Please copy out the rows from the line containing "of the fence" through the line containing "pixel 768 66", both included, and swap "drill" for "exercise" while leaving everything else as it is.

start RECORDS FOR THE EXERCISE

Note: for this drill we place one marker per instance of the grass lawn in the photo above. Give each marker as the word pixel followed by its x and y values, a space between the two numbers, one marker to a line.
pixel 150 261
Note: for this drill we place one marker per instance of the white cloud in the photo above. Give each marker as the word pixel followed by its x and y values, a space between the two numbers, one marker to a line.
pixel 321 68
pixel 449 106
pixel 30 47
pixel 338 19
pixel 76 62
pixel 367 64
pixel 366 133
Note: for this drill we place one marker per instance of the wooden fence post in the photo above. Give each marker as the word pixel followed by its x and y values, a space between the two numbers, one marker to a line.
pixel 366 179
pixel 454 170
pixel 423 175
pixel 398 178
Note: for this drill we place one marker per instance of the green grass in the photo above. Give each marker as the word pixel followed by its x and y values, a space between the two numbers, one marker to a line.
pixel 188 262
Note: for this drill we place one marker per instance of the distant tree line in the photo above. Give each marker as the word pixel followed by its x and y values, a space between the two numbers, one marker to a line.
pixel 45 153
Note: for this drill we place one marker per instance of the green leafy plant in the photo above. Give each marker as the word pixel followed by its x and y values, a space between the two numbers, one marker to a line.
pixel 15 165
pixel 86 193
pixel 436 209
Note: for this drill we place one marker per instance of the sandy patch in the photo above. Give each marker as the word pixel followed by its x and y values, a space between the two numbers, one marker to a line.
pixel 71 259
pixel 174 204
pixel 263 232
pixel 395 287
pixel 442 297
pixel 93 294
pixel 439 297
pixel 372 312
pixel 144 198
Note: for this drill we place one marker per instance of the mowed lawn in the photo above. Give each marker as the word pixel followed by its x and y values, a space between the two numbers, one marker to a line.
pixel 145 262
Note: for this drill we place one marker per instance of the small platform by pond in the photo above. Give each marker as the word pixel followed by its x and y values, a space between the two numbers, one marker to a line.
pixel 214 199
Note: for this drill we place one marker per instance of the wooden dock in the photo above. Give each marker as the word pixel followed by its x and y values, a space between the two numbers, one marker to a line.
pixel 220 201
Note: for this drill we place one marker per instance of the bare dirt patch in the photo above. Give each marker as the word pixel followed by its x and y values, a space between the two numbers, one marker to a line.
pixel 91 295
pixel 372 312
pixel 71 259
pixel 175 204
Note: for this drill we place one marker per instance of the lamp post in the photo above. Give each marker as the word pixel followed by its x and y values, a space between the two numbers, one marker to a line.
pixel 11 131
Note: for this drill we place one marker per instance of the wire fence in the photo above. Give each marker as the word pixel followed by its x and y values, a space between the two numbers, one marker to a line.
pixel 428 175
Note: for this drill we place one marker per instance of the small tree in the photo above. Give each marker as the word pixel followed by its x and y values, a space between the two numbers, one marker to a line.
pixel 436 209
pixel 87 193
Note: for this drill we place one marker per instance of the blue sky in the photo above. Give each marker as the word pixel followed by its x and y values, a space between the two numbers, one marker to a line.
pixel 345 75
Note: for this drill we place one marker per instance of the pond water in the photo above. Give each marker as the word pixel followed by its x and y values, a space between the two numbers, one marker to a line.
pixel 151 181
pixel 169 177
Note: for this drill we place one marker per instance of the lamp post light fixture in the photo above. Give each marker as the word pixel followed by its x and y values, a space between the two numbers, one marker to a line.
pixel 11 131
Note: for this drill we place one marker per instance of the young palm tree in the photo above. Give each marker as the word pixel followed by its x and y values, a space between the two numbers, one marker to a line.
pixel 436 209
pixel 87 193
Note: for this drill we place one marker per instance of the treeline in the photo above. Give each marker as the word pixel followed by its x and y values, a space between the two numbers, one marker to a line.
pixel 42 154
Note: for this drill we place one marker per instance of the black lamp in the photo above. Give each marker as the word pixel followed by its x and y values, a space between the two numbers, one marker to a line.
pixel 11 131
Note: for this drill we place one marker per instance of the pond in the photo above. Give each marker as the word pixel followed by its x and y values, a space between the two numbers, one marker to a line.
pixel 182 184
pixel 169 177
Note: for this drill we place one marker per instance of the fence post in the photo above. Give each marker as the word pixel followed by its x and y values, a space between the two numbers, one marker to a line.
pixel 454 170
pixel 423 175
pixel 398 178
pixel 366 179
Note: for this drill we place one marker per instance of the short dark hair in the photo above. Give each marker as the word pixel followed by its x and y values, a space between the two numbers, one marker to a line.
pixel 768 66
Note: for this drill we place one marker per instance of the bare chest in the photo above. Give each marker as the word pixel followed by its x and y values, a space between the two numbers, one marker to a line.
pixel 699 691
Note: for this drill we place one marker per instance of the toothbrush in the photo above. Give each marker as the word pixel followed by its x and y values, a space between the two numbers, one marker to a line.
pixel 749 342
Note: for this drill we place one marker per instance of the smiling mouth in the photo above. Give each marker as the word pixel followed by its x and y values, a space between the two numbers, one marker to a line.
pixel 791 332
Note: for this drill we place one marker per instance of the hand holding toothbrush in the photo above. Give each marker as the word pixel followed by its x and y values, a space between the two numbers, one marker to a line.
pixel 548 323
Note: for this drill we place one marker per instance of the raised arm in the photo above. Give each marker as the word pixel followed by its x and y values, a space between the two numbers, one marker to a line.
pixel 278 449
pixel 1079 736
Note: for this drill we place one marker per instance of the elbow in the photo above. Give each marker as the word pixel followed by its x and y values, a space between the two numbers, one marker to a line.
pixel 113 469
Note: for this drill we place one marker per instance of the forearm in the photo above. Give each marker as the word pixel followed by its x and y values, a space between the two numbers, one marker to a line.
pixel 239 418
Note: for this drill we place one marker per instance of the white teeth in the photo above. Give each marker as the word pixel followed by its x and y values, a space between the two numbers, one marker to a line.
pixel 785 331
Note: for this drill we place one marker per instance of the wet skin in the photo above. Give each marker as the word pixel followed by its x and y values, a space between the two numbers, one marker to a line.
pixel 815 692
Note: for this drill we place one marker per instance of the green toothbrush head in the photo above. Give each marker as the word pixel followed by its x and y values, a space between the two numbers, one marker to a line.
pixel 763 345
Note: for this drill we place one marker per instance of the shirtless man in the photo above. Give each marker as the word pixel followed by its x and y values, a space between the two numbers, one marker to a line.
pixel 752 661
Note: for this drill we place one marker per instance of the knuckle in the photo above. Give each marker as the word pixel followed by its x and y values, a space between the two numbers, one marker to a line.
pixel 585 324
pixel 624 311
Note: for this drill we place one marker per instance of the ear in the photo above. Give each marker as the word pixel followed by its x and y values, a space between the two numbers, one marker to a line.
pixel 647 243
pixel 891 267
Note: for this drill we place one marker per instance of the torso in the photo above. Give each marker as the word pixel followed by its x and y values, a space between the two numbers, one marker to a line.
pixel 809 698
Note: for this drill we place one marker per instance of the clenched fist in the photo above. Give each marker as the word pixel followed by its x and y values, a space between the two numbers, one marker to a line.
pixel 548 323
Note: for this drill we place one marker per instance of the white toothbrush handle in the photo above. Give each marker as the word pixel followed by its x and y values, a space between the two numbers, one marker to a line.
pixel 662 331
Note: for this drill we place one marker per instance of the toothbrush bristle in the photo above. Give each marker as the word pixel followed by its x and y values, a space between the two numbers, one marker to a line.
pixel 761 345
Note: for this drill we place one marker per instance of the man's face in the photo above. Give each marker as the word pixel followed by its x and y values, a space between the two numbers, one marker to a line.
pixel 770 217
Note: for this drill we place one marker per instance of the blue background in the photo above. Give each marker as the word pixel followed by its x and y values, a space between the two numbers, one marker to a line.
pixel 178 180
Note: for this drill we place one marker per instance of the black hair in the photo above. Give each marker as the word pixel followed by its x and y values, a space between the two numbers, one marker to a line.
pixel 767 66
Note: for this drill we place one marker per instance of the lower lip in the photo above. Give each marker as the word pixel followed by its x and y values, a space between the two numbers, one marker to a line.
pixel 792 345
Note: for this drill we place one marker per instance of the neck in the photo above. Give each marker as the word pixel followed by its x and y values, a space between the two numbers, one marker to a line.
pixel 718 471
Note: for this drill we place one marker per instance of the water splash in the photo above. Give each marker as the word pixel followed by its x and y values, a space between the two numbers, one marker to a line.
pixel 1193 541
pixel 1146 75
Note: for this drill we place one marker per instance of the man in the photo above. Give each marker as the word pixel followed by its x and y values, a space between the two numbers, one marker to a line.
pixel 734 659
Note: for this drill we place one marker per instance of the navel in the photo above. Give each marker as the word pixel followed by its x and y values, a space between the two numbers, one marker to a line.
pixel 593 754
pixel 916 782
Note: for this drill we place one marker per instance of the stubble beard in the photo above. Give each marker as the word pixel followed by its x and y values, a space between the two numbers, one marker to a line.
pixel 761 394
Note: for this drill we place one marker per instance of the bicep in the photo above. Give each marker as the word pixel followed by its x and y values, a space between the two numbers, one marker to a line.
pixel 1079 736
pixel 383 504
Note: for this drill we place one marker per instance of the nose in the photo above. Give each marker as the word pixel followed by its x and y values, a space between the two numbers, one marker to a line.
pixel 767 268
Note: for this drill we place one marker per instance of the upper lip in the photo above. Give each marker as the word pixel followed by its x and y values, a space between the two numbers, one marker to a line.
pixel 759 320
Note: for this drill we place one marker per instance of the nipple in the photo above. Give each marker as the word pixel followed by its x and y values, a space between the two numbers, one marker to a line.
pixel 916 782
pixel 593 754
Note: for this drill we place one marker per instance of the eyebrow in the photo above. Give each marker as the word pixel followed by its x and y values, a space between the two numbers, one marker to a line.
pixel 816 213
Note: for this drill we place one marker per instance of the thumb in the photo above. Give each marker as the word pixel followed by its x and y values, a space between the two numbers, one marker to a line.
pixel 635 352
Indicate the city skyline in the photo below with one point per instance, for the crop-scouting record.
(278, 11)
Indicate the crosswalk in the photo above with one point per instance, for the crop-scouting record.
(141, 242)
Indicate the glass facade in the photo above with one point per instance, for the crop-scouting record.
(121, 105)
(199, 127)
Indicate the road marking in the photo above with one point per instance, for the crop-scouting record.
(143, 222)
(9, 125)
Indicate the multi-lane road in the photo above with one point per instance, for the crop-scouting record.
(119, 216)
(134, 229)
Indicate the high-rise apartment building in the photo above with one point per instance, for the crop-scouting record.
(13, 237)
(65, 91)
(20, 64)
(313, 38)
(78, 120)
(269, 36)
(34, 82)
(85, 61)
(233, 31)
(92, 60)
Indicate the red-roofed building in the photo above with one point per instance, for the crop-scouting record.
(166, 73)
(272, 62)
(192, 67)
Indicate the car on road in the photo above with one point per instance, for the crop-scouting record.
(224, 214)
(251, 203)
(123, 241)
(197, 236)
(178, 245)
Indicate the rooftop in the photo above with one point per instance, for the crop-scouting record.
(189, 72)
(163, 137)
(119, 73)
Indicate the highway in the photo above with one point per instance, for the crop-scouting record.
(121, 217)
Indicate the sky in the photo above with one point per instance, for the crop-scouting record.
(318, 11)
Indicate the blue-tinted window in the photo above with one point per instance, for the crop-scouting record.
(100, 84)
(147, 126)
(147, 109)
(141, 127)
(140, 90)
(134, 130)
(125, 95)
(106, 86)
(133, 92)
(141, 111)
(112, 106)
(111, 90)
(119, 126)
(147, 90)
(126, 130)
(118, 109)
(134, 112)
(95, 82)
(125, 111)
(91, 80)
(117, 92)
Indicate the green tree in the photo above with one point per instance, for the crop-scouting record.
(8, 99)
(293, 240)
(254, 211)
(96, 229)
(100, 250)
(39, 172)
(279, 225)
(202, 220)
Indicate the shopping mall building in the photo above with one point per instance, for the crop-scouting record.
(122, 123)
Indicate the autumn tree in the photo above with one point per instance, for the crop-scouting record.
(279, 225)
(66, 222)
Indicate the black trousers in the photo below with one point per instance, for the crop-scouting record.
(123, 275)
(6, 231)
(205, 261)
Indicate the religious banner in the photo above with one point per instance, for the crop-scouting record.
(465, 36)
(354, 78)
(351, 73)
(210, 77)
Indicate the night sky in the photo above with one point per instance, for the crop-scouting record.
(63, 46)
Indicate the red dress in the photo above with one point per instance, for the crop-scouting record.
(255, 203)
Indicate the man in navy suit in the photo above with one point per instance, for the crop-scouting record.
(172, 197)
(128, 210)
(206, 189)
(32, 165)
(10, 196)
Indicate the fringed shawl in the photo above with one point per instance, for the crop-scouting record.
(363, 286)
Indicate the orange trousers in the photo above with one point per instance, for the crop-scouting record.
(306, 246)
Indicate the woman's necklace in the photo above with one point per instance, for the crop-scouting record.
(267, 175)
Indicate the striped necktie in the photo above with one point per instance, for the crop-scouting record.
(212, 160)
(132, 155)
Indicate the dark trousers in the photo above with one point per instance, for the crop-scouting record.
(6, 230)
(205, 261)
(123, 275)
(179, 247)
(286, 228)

end RECORDS FOR THE EXERCISE

THE ANSWER:
Note: for this exercise we place one marker per instance of the fence post in the photo above. Give each marker as the word pixel followed by its x and y values, a space between the two numbers, one marker to a line.
pixel 454 170
pixel 423 175
pixel 398 178
pixel 366 179
Note: for this exercise we place one marker per instance of the short dark hair in the photo above. Give each marker as the word pixel followed by its x and y values, a space between the two numbers, one marker to a line.
pixel 768 66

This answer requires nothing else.